*Task directions*
Pick out every line below that contains the string "yellow", and copy each one. Case counts.

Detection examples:
* * *

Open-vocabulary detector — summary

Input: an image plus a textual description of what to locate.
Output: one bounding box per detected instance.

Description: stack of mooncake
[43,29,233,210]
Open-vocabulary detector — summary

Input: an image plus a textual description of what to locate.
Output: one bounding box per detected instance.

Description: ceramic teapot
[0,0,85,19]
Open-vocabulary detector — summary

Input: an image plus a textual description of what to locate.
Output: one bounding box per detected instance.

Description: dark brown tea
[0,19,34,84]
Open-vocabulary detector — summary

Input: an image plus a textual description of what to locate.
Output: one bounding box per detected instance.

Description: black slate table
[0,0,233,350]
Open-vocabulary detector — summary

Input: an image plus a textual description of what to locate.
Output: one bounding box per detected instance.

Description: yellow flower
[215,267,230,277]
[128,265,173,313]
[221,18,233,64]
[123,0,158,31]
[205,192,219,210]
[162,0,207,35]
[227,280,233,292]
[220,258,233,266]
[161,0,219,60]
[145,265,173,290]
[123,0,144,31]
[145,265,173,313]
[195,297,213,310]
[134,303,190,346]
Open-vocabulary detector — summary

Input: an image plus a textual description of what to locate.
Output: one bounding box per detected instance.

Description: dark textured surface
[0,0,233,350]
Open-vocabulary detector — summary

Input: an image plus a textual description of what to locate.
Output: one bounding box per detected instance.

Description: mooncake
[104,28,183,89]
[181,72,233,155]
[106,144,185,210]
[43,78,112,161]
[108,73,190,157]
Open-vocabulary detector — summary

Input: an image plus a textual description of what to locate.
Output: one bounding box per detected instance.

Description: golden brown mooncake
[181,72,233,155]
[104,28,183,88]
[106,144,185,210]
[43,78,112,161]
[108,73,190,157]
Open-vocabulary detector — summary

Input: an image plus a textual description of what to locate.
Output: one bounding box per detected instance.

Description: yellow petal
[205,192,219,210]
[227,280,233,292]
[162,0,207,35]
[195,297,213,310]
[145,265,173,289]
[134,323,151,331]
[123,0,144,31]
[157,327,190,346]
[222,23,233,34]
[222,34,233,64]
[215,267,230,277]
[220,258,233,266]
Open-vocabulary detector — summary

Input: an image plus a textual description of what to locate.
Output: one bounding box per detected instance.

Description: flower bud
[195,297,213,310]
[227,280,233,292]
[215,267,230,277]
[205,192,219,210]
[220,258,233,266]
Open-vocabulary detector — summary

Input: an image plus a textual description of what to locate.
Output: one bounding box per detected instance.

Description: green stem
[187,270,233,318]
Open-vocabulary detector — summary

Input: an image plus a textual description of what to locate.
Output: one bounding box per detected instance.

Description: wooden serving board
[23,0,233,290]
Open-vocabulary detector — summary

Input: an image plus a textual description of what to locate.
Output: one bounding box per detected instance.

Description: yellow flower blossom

* * *

*Solution for this task*
Description: yellow flower
Description: yellow petal
Description: yellow flower blossom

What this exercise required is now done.